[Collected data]
• • • • •
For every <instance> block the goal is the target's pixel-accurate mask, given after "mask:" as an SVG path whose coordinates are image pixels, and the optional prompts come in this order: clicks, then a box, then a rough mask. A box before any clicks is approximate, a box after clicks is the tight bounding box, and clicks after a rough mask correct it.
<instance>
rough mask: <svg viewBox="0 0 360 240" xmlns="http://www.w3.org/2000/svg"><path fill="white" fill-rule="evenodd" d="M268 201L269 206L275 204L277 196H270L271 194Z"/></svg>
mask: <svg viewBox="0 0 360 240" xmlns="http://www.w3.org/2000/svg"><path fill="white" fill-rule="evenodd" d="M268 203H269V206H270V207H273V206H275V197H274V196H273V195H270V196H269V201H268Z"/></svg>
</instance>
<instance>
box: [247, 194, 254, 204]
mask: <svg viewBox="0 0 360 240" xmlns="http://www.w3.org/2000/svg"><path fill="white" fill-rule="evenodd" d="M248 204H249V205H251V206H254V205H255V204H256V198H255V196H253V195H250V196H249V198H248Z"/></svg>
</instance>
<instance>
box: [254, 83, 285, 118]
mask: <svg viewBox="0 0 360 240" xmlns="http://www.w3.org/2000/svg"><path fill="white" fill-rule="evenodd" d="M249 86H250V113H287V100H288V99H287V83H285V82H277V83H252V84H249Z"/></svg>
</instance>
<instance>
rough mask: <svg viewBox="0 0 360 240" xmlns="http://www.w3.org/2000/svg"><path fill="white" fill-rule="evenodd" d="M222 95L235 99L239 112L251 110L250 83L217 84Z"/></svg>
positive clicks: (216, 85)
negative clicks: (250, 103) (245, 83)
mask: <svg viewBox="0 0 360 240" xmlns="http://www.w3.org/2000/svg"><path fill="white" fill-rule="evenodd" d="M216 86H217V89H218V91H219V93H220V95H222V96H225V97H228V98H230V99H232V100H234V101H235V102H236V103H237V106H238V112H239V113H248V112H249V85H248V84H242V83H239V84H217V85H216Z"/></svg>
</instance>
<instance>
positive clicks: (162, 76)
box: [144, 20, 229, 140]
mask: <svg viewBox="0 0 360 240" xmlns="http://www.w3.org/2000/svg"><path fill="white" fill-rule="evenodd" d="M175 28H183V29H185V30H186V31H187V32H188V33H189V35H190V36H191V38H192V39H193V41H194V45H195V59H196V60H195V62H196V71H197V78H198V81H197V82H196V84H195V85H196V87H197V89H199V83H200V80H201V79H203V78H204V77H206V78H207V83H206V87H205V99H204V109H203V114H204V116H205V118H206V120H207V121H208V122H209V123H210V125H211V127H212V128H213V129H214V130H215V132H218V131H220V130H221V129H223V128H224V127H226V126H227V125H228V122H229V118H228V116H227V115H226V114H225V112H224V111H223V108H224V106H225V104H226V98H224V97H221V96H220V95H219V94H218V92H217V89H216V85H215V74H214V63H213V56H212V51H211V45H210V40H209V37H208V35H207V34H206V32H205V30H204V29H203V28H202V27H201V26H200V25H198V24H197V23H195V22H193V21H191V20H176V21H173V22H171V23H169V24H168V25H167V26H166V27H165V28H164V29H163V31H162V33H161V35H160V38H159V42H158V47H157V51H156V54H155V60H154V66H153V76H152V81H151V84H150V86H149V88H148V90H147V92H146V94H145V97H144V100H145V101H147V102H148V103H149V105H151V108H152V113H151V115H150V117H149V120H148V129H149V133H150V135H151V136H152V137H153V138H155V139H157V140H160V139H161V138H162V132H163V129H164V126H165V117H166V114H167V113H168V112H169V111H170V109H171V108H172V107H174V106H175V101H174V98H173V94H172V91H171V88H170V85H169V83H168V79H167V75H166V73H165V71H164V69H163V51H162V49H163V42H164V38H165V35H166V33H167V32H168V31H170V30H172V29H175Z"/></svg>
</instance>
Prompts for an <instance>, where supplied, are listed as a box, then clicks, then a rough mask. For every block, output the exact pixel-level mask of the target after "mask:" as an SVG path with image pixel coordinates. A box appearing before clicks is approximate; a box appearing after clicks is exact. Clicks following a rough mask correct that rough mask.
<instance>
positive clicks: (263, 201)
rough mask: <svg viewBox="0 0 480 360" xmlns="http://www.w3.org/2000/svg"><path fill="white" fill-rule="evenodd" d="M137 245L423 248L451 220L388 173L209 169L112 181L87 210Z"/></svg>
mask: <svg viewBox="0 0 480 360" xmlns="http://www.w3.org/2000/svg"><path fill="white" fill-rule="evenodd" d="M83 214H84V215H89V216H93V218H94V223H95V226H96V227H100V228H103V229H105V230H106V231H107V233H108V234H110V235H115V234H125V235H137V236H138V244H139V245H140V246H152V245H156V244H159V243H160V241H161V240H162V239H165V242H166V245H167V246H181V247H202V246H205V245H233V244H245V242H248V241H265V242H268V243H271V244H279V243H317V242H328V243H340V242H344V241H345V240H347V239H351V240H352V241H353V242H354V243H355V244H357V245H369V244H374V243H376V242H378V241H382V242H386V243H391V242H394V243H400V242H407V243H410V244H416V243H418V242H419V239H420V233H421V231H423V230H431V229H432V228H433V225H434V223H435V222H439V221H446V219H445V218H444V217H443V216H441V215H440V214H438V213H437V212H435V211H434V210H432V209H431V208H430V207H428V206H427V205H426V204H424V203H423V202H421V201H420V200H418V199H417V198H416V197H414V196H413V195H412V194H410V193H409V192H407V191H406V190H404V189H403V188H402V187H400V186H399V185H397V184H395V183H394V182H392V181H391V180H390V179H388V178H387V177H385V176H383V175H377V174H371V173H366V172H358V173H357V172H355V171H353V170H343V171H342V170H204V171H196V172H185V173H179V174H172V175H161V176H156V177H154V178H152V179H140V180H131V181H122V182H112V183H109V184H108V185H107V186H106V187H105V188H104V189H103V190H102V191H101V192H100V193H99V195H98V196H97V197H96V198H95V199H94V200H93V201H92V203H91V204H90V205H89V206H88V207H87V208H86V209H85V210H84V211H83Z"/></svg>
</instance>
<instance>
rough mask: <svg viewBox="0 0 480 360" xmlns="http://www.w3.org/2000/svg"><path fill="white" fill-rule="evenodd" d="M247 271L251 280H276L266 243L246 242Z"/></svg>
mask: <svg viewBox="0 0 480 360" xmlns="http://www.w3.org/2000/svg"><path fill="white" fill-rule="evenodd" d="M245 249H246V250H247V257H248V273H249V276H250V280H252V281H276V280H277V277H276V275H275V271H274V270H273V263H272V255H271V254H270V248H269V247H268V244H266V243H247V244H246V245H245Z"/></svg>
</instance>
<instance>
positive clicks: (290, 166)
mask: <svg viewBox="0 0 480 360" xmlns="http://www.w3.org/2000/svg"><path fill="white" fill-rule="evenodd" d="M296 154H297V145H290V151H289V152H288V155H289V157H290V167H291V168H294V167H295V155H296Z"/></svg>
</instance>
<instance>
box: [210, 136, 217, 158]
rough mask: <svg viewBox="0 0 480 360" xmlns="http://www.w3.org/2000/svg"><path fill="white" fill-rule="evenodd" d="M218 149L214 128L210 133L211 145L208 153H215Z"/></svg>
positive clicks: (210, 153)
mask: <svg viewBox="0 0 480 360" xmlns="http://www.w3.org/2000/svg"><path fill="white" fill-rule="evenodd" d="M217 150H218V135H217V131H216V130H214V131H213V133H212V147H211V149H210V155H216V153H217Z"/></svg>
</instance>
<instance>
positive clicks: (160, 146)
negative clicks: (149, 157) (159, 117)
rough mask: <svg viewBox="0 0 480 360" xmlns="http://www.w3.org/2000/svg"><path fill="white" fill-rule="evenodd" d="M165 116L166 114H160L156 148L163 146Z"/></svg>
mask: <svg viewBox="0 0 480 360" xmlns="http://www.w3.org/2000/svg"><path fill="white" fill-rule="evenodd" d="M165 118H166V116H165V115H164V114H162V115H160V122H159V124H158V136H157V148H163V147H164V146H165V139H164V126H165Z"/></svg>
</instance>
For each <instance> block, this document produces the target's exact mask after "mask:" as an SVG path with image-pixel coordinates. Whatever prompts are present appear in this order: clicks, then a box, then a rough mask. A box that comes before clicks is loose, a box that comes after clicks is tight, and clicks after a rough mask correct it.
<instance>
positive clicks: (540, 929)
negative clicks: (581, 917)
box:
• • • • •
* **HOW TO COMPLETE THIS TASK**
Check each line of the records for the string "then" and state how many lines contain it. Give only the number.

* **OUTPUT BELOW**
3